### Text
##########

In my opinion, playing Marcus is worse than just spending an action taking a resource.
Marcus costs a card, 3 resources, and an action to play.
In the best case scenario, if you play him on the final action of the turn, it will take 3 rounds to be a net positive and you don't see the benefit until Round 5
Playing Marcus
- Round 1 (played on last turn) = -1 action, -1 card, -2 (-3 cost + 1 ability) net resources
- Round 2 = -1 (-2 + 1 ability) net resource
- Round 3= 0 (-1 + 1 ability) net resources (breaks even)
- Round 4 = +1 net resources
| Round End | Actions | R Cost | R Gain | Net Resources |
|---|---|---|---|---|
| 1 | -1 | -3 | +1 | -2 |
| 2 | 0 | 0 | +1 | -1 |
| 3 | 0 | 0 | +1 | 0 |
| 4 | 0 | 0 | +1 | +1 |
Taking a resource:
- Round 1 = -1 action, 0 card, +1 net resource
| Round End | Action | Card | R Cost | R Gain | Net Resources |
|---|---|---|---|---|---|
| 1 | 1 | 0 | 0 | +1 | +1 |
| 2 | 0 | 0 | 0 | 0 | +1 |
| 3 | 0 | 0 | 0 | 0 | +1 |
| 4 | 0 | 0 | 0 | 0 | +1 |
Emergency Cache:
- Round 1 = -1 action, -1 card, +3 (0 cost + 3 resources) net resources
| Round End | Action | Card | R Cost | R Gain | Net Resources |
|---|---|---|---|---|---|
| 1 | 1 | 1 | 0 | +1 | +3 |
| 2 | 0 | 0 | 0 | 0 | +3 |
| 3 | 0 | 0 | 0 | 0 | +3 |
| 4 | 0 | 0 | 0 | 0 | +3 |
The Value Proposition
You must keep Marcus alive for more than 3 rounds before his ability pays off. A typical scenario is 15 rounds long. Also, there's the opportunity cost. Instead of playing Marcus, you could have spent that 3 resource on something that could advance the game state. He is a net negative to play after round 10.

##########

### Given task 1
Decide whether each statement below agrees with the text on playing Marcus. Answer yes or no for each, and quote the words from the text that decide it. (a) Playing Marcus costs 3 resources. (b) A typical scenario lasts 10 rounds. (c) Playing Marcus breaks even on net resources in Round 3.
### Given task 2
Write out the passage of the text on playing Marcus from "In the best" to "resources (breaks even)", word for word.

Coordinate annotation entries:
##########

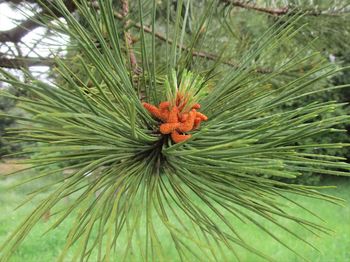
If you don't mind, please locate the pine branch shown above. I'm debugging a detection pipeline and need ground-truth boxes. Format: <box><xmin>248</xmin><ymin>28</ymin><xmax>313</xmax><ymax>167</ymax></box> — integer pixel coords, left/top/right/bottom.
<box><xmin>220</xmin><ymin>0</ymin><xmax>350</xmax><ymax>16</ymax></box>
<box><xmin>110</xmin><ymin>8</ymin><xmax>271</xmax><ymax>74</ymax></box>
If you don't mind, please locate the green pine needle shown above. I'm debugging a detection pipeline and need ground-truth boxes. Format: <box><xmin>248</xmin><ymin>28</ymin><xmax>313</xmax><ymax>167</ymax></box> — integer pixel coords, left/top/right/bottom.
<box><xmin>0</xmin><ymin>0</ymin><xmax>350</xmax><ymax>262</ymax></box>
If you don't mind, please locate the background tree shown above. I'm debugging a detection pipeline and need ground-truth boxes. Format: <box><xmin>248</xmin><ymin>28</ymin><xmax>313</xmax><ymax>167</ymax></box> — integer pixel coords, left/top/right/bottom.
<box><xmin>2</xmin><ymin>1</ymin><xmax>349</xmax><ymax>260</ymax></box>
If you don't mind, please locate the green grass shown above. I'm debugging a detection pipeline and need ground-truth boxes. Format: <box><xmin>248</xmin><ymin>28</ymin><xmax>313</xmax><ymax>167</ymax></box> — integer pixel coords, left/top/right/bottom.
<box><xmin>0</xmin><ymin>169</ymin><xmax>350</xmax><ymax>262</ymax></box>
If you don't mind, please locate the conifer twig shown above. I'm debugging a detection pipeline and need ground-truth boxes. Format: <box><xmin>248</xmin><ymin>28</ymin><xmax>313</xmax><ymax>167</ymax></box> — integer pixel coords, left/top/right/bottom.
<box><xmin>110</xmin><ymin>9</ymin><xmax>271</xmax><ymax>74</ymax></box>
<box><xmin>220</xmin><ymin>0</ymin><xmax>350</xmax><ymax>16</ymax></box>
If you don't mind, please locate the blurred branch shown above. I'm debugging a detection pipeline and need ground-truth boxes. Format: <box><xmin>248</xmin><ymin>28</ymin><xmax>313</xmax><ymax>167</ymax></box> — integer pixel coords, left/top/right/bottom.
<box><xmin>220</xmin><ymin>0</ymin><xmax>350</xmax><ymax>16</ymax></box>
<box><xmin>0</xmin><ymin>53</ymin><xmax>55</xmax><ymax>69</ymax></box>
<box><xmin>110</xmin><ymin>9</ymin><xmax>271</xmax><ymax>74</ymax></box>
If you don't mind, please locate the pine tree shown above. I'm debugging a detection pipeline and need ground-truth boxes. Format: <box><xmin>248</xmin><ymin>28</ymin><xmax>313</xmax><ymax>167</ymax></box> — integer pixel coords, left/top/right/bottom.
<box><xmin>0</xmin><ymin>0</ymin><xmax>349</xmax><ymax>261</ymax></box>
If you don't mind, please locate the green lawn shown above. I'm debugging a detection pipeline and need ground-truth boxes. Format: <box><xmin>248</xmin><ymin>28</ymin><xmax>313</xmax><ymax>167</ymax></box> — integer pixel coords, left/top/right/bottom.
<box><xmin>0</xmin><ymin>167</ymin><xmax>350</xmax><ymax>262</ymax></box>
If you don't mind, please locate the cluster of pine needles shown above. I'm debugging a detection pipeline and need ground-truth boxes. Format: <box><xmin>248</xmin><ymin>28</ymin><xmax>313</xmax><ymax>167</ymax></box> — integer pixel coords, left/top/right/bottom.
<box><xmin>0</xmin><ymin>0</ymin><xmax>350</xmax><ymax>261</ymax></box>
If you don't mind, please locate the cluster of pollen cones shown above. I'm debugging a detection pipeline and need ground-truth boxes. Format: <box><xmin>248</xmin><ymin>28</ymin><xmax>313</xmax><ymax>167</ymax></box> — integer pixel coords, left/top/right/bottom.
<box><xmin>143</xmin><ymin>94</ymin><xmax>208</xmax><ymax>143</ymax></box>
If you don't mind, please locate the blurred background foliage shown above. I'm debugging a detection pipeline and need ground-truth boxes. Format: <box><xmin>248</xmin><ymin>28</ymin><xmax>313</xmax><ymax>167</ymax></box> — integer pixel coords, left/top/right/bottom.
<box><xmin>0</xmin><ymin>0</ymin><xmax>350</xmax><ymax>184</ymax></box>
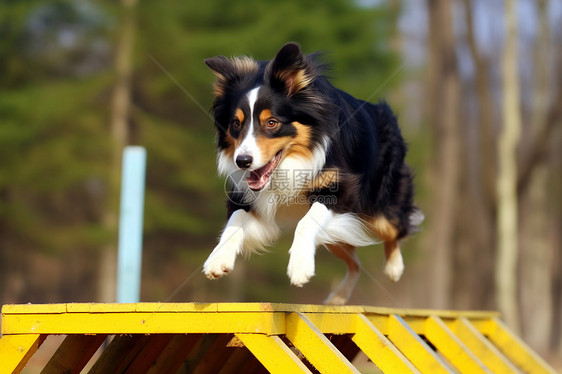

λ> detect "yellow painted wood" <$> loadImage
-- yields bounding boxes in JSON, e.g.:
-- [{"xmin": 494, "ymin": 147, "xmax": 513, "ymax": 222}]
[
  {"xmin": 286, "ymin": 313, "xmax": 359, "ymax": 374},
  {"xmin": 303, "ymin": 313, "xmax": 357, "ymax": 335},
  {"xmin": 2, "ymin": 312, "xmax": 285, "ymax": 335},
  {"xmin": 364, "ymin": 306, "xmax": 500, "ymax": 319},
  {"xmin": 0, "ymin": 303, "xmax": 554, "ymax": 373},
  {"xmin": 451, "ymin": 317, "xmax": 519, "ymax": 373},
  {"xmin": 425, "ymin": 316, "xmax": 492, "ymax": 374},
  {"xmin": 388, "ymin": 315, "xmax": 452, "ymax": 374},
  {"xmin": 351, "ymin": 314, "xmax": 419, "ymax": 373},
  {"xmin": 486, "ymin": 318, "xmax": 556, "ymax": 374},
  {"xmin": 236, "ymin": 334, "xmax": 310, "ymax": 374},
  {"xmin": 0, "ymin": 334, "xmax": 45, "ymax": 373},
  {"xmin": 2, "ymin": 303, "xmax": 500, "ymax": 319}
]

##########

### Exercise result 1
(a) Yes: "Marcus costs a card, 3 resources, and an action to play."
(b) No: "A typical scenario is 15 rounds long."
(c) Yes: "Round 3= 0 (-1 + 1 ability) net resources (breaks even)"

### Exercise result 2
In the best case scenario, if you play him on the final action of the turn, it will take 3 rounds to be a net positive and you don't see the benefit until Round 5
Playing Marcus
- Round 1 (played on last turn) = -1 action, -1 card, -2 (-3 cost + 1 ability) net resources
- Round 2 = -1 (-2 + 1 ability) net resource
- Round 3= 0 (-1 + 1 ability) net resources (breaks even)